Thursday, October 8, 2009

A Walk in the Nisqually Delta

After driving by the signs for the Nisqually National Wildlife Refuge, near Olympia, hundreds of times, I decided to make a special stop last Sunday. Join me for a gorgeous, peaceful walk through what is one of the last accessible deltas in the Puget Sound!

The Nisqually River delta is Nationally protected, and is one of the most biologically rich, diverse areas located at the Southern Tip of Puget Sound.  Together with Red Salmon and McAllister creeks, the Nisqually River, mixes with salt water forming one of the largest remaining estuaries in Washington State.  It was set aside for wildlife in 1974, and has become an increasingly important place for their protection, especially for migratory birds. When walking on the trails and boardwalks throughout the delta, there are so many birds to see and especially to hear!  Don't worry, there are signs indicating the different species of birds and all of their important facts.  Next time I will know to bring a set of binoculars.

> [RECORDS SHOWN]:
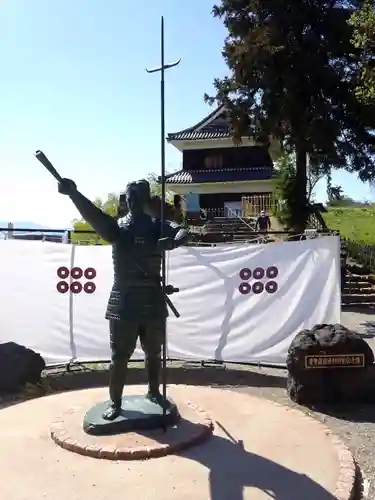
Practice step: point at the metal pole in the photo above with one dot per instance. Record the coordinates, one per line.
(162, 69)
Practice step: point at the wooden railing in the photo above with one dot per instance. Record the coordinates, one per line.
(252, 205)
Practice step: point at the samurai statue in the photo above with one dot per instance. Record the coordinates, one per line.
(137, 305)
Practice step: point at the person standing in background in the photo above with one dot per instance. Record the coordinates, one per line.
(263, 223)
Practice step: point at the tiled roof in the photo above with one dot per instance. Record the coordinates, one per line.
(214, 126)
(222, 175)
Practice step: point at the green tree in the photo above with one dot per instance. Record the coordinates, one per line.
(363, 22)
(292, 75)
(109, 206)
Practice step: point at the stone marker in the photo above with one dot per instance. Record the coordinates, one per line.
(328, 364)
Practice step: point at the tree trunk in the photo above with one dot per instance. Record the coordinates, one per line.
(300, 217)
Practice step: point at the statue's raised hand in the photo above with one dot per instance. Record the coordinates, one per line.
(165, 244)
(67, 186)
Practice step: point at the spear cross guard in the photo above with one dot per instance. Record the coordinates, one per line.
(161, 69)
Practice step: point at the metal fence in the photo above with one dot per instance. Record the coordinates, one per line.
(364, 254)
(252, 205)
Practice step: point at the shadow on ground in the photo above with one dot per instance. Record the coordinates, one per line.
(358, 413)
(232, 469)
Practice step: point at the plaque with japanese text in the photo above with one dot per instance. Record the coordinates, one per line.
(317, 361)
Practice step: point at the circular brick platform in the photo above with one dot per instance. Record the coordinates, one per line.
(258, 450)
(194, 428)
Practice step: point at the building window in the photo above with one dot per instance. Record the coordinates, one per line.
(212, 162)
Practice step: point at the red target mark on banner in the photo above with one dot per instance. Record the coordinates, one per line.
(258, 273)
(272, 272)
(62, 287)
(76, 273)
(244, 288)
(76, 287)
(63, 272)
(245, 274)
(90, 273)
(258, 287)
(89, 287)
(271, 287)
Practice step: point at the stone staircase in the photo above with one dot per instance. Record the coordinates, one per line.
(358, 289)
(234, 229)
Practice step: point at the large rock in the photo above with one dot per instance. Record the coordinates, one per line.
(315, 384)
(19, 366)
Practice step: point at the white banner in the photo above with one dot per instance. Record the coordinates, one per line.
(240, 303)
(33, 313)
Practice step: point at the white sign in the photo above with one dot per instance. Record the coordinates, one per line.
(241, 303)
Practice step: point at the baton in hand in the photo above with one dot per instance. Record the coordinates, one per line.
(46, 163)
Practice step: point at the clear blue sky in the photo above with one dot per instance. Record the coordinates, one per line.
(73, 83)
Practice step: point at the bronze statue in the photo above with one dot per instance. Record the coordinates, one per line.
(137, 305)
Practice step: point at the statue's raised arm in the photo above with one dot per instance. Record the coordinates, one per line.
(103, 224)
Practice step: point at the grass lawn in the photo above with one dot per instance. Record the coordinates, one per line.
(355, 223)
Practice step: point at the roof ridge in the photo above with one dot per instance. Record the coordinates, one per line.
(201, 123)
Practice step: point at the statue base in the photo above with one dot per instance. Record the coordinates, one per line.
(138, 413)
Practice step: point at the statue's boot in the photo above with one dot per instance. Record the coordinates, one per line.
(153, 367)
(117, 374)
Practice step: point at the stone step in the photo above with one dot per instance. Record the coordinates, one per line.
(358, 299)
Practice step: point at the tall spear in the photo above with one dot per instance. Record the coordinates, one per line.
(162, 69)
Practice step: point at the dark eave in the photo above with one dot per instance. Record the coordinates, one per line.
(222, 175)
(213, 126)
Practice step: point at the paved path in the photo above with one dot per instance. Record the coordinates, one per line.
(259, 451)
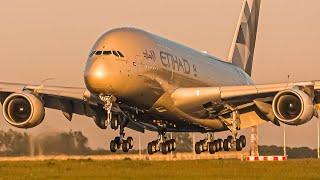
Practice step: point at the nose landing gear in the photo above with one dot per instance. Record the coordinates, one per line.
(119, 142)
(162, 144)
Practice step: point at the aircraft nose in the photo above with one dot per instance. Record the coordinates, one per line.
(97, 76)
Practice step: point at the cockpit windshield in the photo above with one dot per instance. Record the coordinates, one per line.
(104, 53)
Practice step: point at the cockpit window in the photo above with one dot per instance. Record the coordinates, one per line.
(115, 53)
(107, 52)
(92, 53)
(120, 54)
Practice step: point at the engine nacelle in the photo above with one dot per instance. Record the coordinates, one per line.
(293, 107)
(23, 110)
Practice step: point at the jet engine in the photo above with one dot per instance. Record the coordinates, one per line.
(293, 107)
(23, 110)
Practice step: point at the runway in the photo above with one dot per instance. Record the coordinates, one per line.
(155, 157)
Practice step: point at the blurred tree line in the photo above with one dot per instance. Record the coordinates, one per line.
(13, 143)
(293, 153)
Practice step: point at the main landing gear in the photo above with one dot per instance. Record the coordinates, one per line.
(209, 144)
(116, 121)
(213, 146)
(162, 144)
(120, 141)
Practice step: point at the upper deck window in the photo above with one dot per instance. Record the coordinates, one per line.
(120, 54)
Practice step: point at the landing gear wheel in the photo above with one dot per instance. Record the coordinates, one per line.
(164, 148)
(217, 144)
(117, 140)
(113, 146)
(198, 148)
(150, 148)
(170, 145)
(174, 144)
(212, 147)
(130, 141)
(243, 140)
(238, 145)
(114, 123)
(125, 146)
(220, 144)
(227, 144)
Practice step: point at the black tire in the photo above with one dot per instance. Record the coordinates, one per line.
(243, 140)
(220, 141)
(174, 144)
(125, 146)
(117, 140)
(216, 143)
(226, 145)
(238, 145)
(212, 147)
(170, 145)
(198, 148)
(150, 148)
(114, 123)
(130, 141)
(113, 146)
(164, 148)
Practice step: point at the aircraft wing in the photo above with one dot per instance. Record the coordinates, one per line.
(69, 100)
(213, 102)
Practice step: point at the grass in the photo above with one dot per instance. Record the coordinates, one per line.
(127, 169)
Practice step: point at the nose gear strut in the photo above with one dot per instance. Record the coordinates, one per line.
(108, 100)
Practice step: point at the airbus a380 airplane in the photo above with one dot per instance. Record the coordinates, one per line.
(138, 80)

==

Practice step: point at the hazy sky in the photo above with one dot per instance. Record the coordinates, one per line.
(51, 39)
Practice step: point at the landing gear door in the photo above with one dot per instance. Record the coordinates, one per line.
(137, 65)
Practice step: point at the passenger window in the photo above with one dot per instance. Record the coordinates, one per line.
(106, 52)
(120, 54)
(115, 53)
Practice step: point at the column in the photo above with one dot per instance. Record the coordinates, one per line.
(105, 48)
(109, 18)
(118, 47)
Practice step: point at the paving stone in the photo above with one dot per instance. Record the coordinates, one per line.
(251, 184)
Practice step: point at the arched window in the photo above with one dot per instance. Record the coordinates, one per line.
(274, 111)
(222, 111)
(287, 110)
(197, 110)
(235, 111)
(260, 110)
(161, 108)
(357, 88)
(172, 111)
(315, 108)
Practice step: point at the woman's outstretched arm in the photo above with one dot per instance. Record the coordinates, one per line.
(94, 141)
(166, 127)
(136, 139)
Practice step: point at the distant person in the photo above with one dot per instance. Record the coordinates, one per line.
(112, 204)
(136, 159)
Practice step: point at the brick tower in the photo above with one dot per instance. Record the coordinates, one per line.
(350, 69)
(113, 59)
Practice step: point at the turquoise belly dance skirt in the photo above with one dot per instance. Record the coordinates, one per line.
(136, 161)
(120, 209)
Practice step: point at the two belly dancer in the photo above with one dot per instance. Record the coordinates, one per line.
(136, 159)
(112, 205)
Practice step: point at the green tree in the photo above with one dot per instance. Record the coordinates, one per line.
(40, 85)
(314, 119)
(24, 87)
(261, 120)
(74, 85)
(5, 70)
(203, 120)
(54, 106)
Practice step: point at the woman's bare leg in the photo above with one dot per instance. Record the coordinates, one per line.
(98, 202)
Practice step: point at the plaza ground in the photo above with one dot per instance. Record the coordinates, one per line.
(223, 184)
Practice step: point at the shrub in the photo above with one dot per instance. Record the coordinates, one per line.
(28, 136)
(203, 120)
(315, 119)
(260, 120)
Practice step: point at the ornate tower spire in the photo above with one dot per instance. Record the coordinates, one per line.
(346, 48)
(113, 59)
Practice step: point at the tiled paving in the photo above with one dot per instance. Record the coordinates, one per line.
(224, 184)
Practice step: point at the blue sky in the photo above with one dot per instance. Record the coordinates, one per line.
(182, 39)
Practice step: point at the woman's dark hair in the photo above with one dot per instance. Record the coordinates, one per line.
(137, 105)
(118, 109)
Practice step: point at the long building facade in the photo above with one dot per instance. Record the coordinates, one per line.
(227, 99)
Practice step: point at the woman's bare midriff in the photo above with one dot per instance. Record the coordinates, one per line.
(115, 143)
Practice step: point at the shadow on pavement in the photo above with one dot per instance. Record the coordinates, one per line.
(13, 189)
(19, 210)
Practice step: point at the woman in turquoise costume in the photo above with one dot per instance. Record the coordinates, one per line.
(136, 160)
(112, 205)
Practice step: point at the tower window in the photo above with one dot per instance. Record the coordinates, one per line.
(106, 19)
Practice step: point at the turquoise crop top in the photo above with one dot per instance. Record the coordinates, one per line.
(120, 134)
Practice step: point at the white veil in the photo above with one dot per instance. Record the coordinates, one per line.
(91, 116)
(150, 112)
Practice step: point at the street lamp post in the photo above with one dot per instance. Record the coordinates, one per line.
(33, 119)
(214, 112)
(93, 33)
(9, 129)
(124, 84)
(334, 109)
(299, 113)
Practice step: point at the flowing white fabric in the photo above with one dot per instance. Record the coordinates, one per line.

---

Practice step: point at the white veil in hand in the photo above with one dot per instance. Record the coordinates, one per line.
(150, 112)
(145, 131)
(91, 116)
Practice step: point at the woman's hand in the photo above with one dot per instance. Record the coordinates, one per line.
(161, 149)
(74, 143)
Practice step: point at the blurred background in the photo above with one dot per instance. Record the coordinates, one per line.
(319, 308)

> [WORK INSTRUCTION 1]:
Using the post about the Nisqually delta walk, explain how the delta comes to form one of the largest remaining estuaries in Washington State.
> [WORK INSTRUCTION 2]:
According to the post about the Nisqually delta walk, in what year was the delta set aside for wildlife?
> [WORK INSTRUCTION 3]:
Resume the post about the walk in the Nisqually delta, picking up right after its final sentence.

> [ANSWER AREA 1]:
The Nisqually River, together with Red Salmon and McAllister creeks, mixes with salt water. That mixing forms one of the largest remaining estuaries in Washington State.

> [ANSWER AREA 2]:
1974.

> [ANSWER AREA 3]:
Located  between Tacoma,Washington and just minutes from Olympia, the Nisqually Refuge is easy to find just off exit 114 on I-5.  Follow the signs once you are off of the freeway and drive right into the parking lot surrounding the visitor center. Last weekend, after I drove off the freeway, the drive in was decorated with these hand-painted salmon -  must be that time of year when the salmon are swimming upstream and returning to the rivers.

Thought these painted salmon by local grade school students were really great - love the creativity.  I would guess that there was over 200 of them stuck in the ground leading the way into the Nisqually Delta trails.

The entrance fee is a mere $3.00 per family for the day. Trails are open daily during daylight hours, and the visitor center is open from 9:00 am - 4:00 pm, Wednesday through Sunday.  I highly encourage you to stop in the visitor center and learn about all of the diverse wildlife that lives in the delta. If you are interested in the ongoing educational programs and special events, make sure to leave your contact information with the volunteers.

There is a small gift shop too, all nature related.  Right now the only trail that is open is the 1 mile  Twin Barns trail, it's a complete boardwalk throughout, with plenty of places to stop, sit, enjoy, take pictures, breathe the fresh air.

Last Sunday was particularly beautiful!  Leaves changing into beautiful fall colors, sunlight streaming through the trees.

Look at the scarlet red of these coastal rugosa rosehips, mixed in with other wild plants in the estuary.

Loved these scenes of rich green color in the swamplike atmosphere - birds galore! (again, I won't forget the binoculars next time)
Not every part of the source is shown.